Excerpted passage:
········
Leukocyte Biology Lab
Our group investigates the molecular mechanisms controlling leukocyte recruitment in inflammation and cancer, using in-vitro approaches, experimental murine models, genomics and bioinformatics, with the final aim of dissecting functional role and biological relevance of different myeloid cells in human diseases.
As fundamental orchestrators of chronic inflammation in its diverse forms and manifestations, macrophages play a key role in a wide range of diseases, from autoimmunity to cardiovascular diseases and cancer, which remains a powerful paradigm of the plasticity of these immune cells. Substantial progress has been made in defining the role macrophages play in different clinical settings, following the paradigm of macrophages as double-edged swords in tumors, with the capacity to exert both pro and antitumor activity depending on the balance of a number of signals in the tumor microenvironment. Now the challenge is to understand the molecular basis responsible for such a diverse macrophage landscape and to translate the understanding of this diversity into new therapeutic strategies based on macrophage re-education.
········
Raw data:

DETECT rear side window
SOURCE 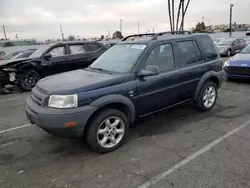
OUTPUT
[87,43,101,52]
[193,41,203,62]
[200,36,218,61]
[177,41,197,67]
[69,45,85,54]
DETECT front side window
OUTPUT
[90,44,147,73]
[146,43,175,72]
[69,45,85,54]
[49,46,65,57]
[177,41,197,66]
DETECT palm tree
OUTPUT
[176,0,184,31]
[168,0,173,31]
[180,0,190,30]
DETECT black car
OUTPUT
[0,42,107,91]
[25,32,224,152]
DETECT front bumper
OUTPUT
[25,97,97,138]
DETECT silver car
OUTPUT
[216,38,247,57]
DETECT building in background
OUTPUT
[0,39,37,47]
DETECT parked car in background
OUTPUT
[0,42,107,91]
[11,49,36,60]
[25,31,224,153]
[213,38,223,44]
[223,45,250,79]
[244,37,250,44]
[216,38,247,57]
[100,40,119,49]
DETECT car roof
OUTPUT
[119,33,208,44]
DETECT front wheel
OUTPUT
[18,70,41,91]
[86,109,129,153]
[195,82,217,111]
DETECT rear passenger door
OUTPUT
[175,40,208,100]
[134,43,181,116]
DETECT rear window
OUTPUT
[199,36,219,61]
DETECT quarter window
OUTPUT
[49,46,65,57]
[199,36,218,61]
[146,43,175,72]
[177,41,197,66]
[69,45,85,54]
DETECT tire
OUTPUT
[86,109,129,153]
[227,49,232,57]
[195,81,218,111]
[18,70,41,91]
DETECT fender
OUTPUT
[90,94,135,122]
[194,70,223,100]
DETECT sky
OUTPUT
[0,0,250,40]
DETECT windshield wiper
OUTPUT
[88,66,112,74]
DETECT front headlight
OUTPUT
[48,94,78,108]
[223,61,229,67]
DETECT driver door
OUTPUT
[134,43,181,116]
[42,45,70,76]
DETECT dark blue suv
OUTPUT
[25,31,223,153]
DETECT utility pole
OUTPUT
[120,19,123,34]
[137,21,140,34]
[3,25,7,40]
[60,24,64,41]
[229,3,234,37]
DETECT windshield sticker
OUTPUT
[131,44,146,50]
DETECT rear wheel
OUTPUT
[86,109,129,153]
[195,82,217,111]
[18,70,41,91]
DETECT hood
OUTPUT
[228,54,250,67]
[0,58,30,66]
[36,69,124,94]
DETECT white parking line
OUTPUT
[0,124,32,134]
[0,95,27,102]
[138,121,250,188]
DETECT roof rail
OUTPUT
[151,31,191,40]
[121,33,155,42]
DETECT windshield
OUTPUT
[217,39,235,45]
[90,44,147,73]
[240,45,250,54]
[30,46,49,58]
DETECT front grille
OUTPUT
[30,87,47,106]
[228,67,250,75]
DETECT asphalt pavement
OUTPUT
[0,59,250,188]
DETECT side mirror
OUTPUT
[44,54,52,60]
[138,65,160,77]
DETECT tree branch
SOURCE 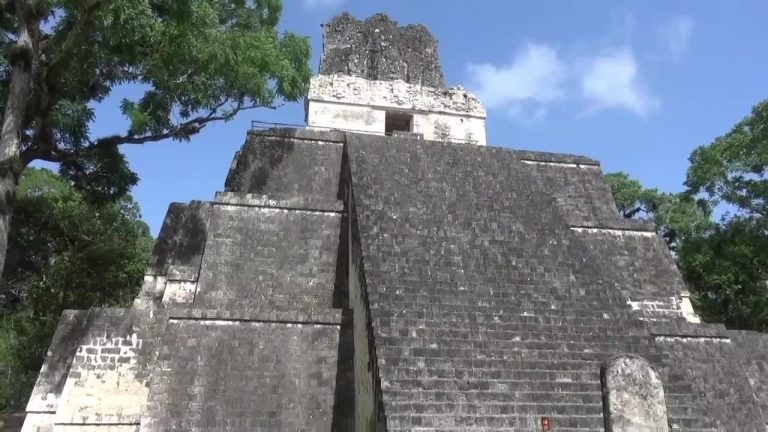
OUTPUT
[622,206,643,219]
[90,101,281,151]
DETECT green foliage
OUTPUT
[606,100,768,331]
[685,100,768,218]
[0,0,311,199]
[678,218,768,331]
[0,169,153,409]
[0,312,56,412]
[605,172,713,251]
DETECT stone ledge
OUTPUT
[210,192,344,213]
[569,217,656,236]
[168,308,343,325]
[248,127,347,144]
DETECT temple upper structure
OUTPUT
[307,13,486,145]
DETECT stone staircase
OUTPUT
[371,290,716,432]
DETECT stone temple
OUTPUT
[18,14,768,432]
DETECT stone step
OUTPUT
[371,306,656,328]
[381,375,602,393]
[379,357,601,373]
[370,299,640,321]
[667,414,720,432]
[366,280,640,301]
[374,317,647,339]
[387,414,604,431]
[376,328,655,348]
[368,281,627,304]
[379,365,600,382]
[377,327,653,343]
[370,294,631,310]
[390,402,603,416]
[384,389,603,406]
[377,340,663,363]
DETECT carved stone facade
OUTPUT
[18,11,768,432]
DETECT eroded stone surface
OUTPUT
[320,13,443,88]
[602,355,669,432]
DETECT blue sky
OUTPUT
[78,0,768,235]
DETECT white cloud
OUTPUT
[658,15,693,60]
[581,48,659,116]
[467,43,567,119]
[303,0,344,9]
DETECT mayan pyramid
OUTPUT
[23,14,768,432]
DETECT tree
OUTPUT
[685,100,768,218]
[678,100,768,331]
[678,218,768,331]
[606,100,768,331]
[0,168,153,409]
[605,172,713,251]
[0,0,310,276]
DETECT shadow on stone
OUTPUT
[151,202,210,274]
[331,309,355,432]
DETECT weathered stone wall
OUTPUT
[134,201,212,308]
[347,187,386,432]
[195,204,340,310]
[141,315,341,432]
[602,355,669,432]
[307,75,486,145]
[23,309,164,432]
[320,13,443,88]
[347,134,728,432]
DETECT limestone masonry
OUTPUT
[23,14,768,432]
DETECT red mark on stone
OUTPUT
[541,417,552,432]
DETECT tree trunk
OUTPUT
[0,0,37,273]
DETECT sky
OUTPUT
[72,0,768,236]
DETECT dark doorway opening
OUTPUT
[384,111,413,135]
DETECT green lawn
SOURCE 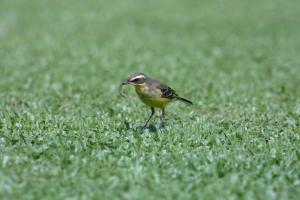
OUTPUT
[0,0,300,200]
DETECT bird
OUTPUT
[119,72,193,130]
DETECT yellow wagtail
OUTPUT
[119,72,192,129]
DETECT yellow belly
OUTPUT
[135,86,171,108]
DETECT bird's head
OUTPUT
[122,72,147,85]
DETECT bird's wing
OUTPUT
[157,83,177,99]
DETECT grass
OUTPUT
[0,0,300,200]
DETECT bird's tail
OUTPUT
[176,96,193,105]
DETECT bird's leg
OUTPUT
[142,107,155,130]
[160,108,165,127]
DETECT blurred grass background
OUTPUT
[0,0,300,199]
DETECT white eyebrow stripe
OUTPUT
[130,75,145,81]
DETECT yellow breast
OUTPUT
[135,85,171,108]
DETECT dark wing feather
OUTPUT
[158,84,177,99]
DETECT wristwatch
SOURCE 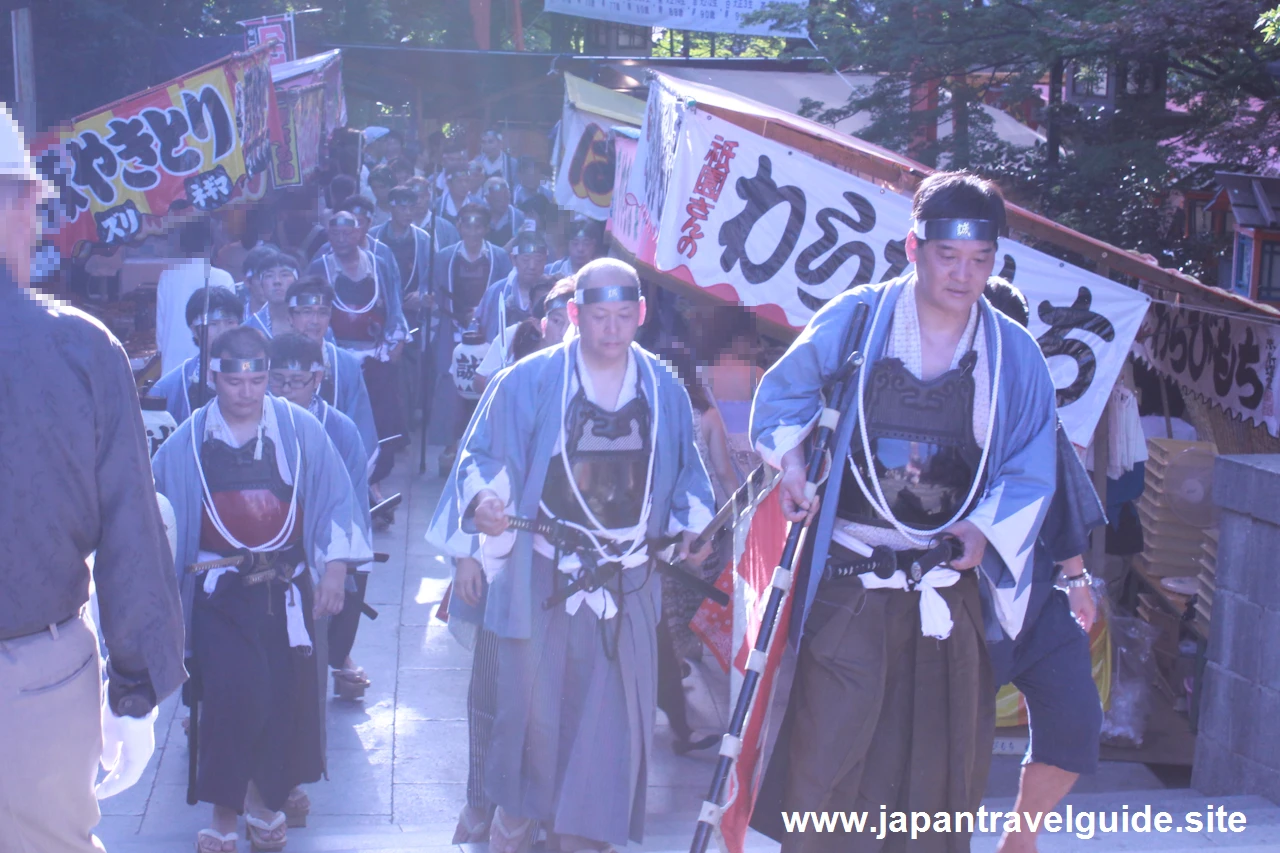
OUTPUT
········
Assigned task 1:
Answer these questions using the lab description:
(a) What approaches does the group use in its research?
(b) What range of diseases does the lab description list for macrophages?
(c) What will the new therapeutic strategies be based on?
Assigned task 2: Return the part of the lab description starting at "Leukocyte Biology Lab" and ending at "in human diseases.".

Written response 1:
(a) In-vitro approaches, experimental murine models, genomics and bioinformatics.
(b) From autoimmunity to cardiovascular diseases and cancer.
(c) Macrophage re-education.

Written response 2:
Leukocyte Biology Lab
Our group investigates the molecular mechanisms controlling leukocyte recruitment in inflammation and cancer, using in-vitro approaches, experimental murine models, genomics and bioinformatics, with the final aim of dissecting functional role and biological relevance of different myeloid cells in human diseases.